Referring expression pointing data
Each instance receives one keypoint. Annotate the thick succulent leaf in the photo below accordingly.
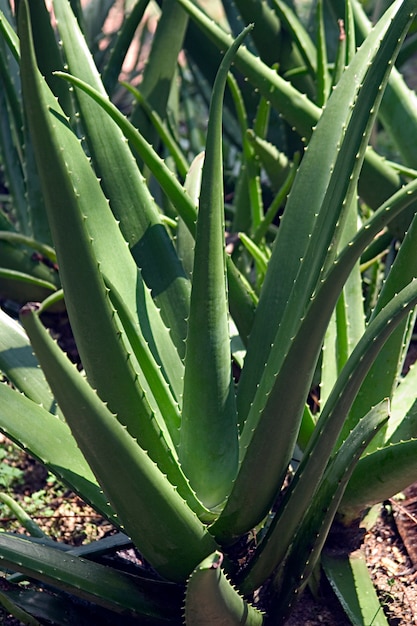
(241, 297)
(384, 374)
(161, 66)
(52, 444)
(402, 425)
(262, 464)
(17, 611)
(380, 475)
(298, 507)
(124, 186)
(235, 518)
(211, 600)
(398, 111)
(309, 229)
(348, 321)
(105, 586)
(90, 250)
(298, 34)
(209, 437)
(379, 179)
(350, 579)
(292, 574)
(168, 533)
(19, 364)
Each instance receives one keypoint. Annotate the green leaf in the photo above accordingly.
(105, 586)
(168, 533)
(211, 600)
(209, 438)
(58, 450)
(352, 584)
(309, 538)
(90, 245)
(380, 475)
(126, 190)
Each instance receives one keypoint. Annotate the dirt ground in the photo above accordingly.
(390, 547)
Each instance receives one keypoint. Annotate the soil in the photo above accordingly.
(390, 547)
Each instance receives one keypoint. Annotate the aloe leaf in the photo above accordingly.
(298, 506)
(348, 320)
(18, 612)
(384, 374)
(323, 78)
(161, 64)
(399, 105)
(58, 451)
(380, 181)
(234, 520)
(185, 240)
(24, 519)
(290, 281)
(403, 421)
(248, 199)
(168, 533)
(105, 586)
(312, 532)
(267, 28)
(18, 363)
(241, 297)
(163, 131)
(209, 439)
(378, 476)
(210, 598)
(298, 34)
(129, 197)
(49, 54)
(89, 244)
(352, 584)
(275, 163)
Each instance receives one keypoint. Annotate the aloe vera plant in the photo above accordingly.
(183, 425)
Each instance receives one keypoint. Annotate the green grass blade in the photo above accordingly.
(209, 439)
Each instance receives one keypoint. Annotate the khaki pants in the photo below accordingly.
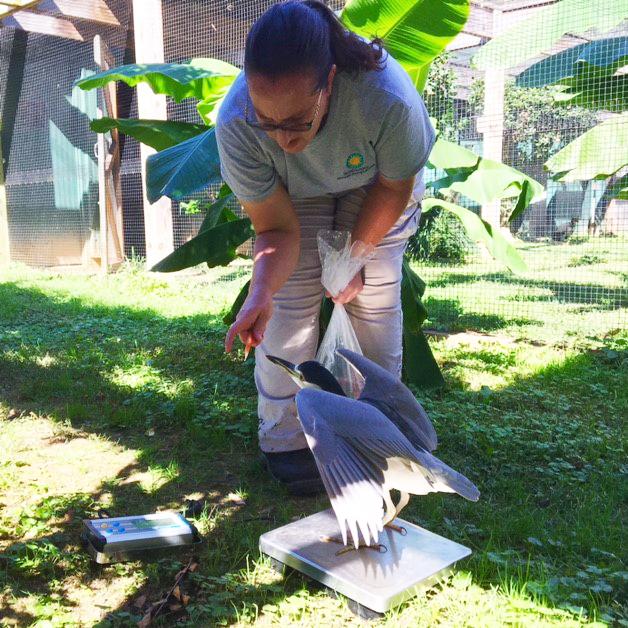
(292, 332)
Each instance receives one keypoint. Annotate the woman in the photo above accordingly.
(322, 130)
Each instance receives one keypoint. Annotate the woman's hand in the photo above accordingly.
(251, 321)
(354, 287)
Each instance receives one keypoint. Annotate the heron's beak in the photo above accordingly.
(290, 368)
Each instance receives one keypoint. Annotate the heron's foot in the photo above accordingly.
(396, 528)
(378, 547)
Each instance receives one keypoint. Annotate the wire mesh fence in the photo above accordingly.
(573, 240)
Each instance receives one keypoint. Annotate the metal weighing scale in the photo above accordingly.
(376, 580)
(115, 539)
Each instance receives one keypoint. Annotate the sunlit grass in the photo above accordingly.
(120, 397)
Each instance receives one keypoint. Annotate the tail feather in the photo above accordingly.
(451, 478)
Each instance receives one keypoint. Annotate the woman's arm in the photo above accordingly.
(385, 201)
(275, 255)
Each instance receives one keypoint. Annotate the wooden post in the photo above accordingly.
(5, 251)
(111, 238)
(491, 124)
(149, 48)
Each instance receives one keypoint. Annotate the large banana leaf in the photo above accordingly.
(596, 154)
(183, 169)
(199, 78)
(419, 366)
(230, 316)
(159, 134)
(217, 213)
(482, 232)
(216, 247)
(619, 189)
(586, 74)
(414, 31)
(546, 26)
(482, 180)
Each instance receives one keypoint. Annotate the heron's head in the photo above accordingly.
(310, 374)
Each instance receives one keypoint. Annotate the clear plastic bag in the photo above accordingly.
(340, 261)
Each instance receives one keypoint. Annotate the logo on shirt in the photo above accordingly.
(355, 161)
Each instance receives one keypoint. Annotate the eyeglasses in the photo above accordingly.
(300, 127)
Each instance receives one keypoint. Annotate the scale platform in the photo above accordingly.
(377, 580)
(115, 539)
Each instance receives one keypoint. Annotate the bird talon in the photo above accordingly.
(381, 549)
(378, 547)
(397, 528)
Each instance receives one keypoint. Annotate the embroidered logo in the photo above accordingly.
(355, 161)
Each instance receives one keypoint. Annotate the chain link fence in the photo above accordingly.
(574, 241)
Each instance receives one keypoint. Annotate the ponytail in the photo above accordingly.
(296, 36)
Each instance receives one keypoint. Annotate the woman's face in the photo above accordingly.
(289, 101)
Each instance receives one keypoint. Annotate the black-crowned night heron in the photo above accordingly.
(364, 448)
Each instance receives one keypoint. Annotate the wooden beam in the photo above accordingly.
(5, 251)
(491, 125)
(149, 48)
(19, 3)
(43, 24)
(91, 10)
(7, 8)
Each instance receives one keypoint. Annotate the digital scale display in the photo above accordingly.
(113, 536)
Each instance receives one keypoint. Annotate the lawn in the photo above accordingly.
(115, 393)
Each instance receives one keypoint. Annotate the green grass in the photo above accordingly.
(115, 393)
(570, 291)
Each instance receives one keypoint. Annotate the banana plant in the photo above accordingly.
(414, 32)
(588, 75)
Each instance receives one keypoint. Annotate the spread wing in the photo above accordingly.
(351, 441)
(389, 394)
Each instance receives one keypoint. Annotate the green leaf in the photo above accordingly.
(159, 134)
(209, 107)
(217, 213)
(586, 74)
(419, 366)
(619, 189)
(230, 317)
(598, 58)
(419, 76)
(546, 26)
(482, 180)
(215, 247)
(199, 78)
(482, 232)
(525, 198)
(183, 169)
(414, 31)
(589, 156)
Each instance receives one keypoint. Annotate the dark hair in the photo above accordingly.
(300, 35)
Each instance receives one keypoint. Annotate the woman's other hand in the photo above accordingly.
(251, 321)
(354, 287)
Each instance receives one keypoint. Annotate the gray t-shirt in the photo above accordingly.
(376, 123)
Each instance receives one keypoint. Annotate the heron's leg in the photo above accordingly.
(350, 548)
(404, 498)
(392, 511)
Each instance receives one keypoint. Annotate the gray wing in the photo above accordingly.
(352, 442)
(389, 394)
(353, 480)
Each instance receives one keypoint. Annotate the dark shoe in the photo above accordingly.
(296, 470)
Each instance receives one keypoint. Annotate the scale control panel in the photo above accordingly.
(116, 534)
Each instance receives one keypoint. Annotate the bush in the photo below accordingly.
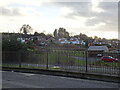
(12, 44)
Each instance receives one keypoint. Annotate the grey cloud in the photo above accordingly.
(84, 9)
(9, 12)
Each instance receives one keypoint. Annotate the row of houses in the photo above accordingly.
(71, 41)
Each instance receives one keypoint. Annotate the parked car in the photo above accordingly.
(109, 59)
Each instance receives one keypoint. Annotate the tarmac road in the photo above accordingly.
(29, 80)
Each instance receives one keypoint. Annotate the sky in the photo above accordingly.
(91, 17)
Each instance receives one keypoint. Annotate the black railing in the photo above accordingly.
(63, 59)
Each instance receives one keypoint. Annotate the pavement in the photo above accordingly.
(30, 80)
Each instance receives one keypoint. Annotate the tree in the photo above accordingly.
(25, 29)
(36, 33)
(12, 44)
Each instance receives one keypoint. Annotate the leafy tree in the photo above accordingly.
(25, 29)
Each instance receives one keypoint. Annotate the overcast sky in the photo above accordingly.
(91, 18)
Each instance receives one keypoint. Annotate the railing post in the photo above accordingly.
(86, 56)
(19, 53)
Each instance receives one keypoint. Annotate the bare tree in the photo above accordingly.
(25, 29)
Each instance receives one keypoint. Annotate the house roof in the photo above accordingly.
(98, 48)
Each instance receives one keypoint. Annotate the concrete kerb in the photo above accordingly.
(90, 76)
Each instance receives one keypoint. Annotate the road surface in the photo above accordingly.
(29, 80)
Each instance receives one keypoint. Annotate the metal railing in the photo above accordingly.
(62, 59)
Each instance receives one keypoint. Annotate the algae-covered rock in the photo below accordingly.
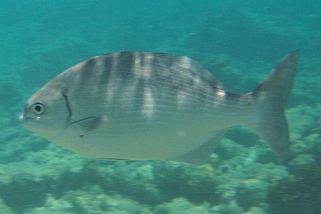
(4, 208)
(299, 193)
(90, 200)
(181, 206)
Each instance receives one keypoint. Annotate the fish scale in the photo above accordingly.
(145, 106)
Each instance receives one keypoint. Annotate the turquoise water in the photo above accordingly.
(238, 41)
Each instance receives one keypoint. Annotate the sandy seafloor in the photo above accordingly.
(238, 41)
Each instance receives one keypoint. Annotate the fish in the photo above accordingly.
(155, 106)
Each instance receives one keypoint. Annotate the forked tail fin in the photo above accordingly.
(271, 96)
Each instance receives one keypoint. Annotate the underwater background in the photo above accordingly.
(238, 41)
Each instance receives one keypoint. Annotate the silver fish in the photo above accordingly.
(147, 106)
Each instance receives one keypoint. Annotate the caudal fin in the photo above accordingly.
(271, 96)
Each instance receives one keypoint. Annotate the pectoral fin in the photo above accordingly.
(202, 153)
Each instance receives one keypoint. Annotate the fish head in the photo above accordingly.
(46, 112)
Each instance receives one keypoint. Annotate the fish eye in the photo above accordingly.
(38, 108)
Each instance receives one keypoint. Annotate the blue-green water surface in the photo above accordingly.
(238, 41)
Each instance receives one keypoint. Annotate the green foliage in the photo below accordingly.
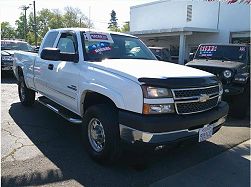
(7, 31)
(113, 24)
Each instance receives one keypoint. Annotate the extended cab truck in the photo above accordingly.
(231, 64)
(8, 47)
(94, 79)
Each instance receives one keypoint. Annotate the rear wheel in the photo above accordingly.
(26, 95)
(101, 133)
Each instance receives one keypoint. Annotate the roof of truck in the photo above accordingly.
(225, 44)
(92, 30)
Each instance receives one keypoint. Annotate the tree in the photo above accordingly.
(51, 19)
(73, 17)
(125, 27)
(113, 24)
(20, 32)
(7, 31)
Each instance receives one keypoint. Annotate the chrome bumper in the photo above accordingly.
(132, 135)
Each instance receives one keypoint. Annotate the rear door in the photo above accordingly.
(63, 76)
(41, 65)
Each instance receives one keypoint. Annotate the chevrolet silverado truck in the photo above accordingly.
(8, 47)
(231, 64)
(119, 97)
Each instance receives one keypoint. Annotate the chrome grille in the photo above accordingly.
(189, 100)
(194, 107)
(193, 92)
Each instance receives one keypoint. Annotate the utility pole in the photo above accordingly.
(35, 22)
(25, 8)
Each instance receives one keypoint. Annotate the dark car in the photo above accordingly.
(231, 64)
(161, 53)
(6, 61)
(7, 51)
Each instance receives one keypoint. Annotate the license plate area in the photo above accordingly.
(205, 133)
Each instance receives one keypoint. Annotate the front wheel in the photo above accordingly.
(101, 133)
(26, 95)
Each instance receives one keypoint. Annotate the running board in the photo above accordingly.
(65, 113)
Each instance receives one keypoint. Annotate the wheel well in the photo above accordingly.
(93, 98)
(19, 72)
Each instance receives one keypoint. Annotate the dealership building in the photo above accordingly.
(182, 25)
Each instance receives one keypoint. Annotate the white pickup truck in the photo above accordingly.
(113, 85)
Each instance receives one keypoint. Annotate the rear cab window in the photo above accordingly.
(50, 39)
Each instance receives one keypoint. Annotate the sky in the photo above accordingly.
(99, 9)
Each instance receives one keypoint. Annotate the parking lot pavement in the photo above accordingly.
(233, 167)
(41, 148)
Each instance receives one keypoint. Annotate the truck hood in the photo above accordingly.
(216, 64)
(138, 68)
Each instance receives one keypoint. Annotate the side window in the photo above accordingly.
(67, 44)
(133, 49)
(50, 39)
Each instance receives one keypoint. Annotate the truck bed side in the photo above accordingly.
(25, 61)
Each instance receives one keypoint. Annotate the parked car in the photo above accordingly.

» **WORK REQUEST**: Every line from the one containing "Each instance receives one keypoint. Annotate the chrome grille" through the end of the data must be repeated exactly, and no other line.

» **EXERCISE ANSWER**:
Each instance receives one keypoint. Annotate the chrome grille in the photo above accordingly.
(189, 100)
(194, 107)
(193, 92)
Each instance receives one keypoint. Annotate the utility pole in the photo above accordingly.
(35, 22)
(25, 8)
Each instance receives one keypoint. Annotate the dark car in the photo above accordingly.
(231, 64)
(161, 53)
(6, 61)
(7, 51)
Each instance receives one keypoint. Annotate the license plate area in the photo above accordingly.
(205, 133)
Each instance receives one keypoint. Annotate the front wheel in the photo above accordingly.
(101, 133)
(26, 95)
Each instance receives one keypoint. Annotate the running board in the photo above accordingly.
(65, 113)
Each instance receives one keypoint. Annotate the wheel well in the photo above accordingly.
(93, 98)
(19, 72)
Each instance receives one keypoint. Annotate the dealership building in the photo above accordingly.
(182, 25)
Each instance receives one keypoint. Annotate the white pickup truck in the photo above accordingly.
(113, 85)
Each instance receives one keypoint. Annotate the rear cab window in the photo above accordingly.
(50, 39)
Each instance receives one keypoint. Annotate the sky in the photo above accordingly.
(99, 9)
Each instance receives one keypoint. Annotate the parking lot pavement in the photo above accordingly.
(233, 167)
(41, 148)
Each instance receives one keypoint. Annotate the truck hood in the photo above accordingly.
(216, 64)
(138, 68)
Each instance receives one keypoint. Annotate the side window in the photo above accordingly.
(67, 44)
(133, 49)
(50, 39)
Each instance receives one keypoint. Annotate the truck bed side in the photo above accordingly.
(25, 61)
Each instance receives one keypoint. Annotate the parked car in the photo above accordingly.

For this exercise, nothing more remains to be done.